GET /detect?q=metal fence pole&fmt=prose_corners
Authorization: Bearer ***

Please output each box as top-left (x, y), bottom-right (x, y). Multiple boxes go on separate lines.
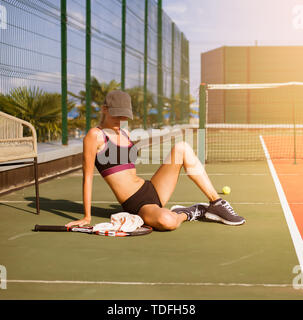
top-left (198, 83), bottom-right (206, 165)
top-left (61, 0), bottom-right (68, 145)
top-left (170, 22), bottom-right (175, 124)
top-left (143, 0), bottom-right (149, 130)
top-left (121, 0), bottom-right (126, 91)
top-left (157, 0), bottom-right (163, 126)
top-left (180, 32), bottom-right (184, 124)
top-left (185, 38), bottom-right (190, 122)
top-left (86, 0), bottom-right (91, 133)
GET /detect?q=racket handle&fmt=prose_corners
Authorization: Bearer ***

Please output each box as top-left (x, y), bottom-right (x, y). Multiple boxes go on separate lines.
top-left (34, 225), bottom-right (68, 232)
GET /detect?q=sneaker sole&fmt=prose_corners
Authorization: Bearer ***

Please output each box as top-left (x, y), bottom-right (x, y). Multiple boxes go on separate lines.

########

WHAT IS BEING ASKED: Scan the data above and copy each line containing the word "detect".

SOLVED EXERCISE:
GET /detect?q=metal fence pole&fmt=prose_corners
GET /detect?q=racket handle&fmt=prose_corners
GET /detect?q=sneaker sole&fmt=prose_corners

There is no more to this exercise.